---------- DATASET

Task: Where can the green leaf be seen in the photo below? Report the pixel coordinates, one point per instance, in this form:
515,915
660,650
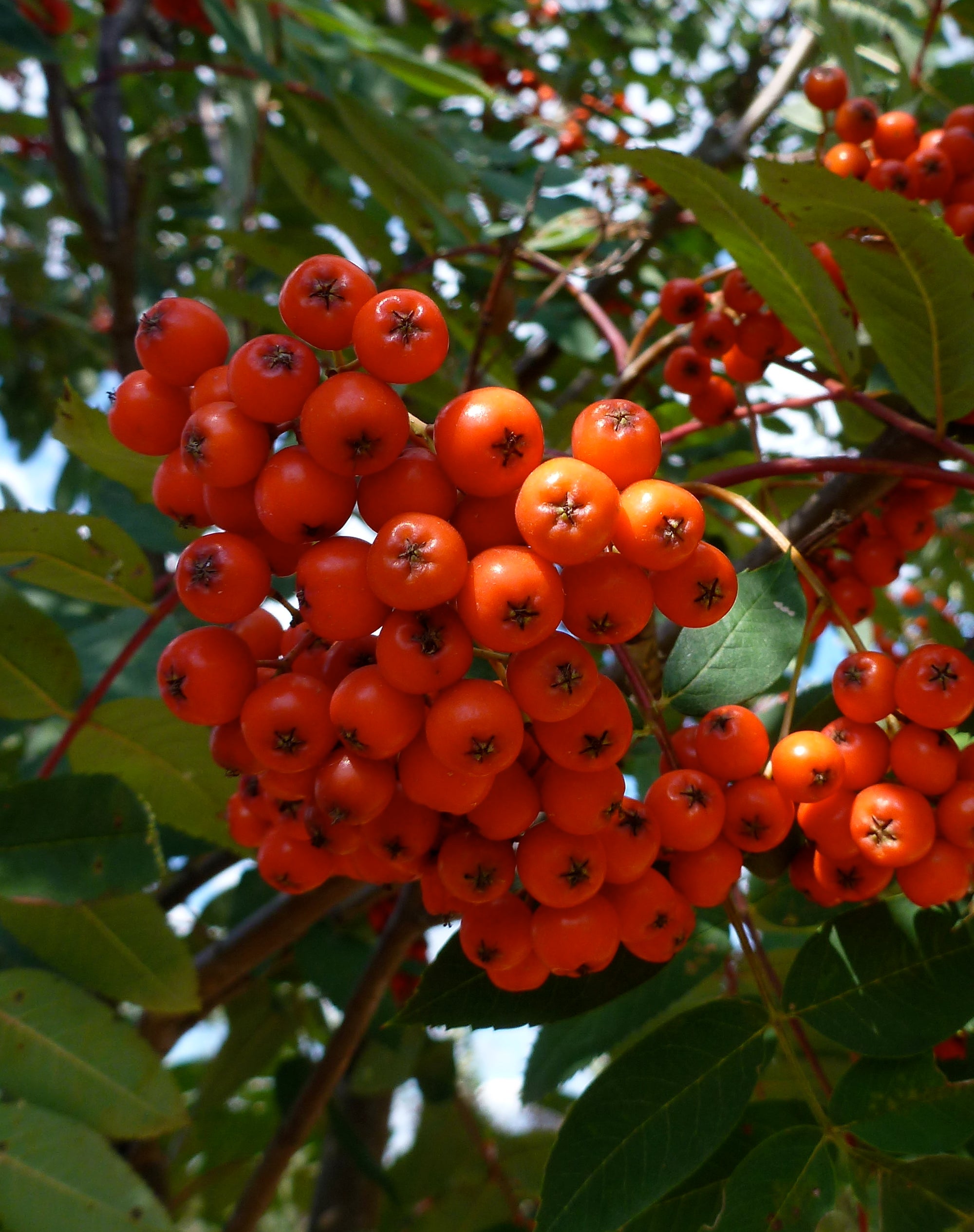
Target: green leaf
121,948
915,294
64,1050
84,430
787,1183
38,669
163,760
904,1107
57,1176
73,837
562,1049
775,260
935,1194
455,993
82,557
650,1119
887,980
746,651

--------------------

REQUIREMENT: Every entry above should be restated word for word, with the images left out.

RESPONSE BOX:
Task: Where can the green leaf be seen in the photo below? Report the pixel coordinates, one point per instance, in this form:
515,915
660,650
Target: green leaf
121,948
915,294
64,1050
84,430
787,1183
38,669
163,760
904,1107
57,1176
73,837
562,1049
775,260
935,1194
455,993
82,557
650,1119
887,980
746,651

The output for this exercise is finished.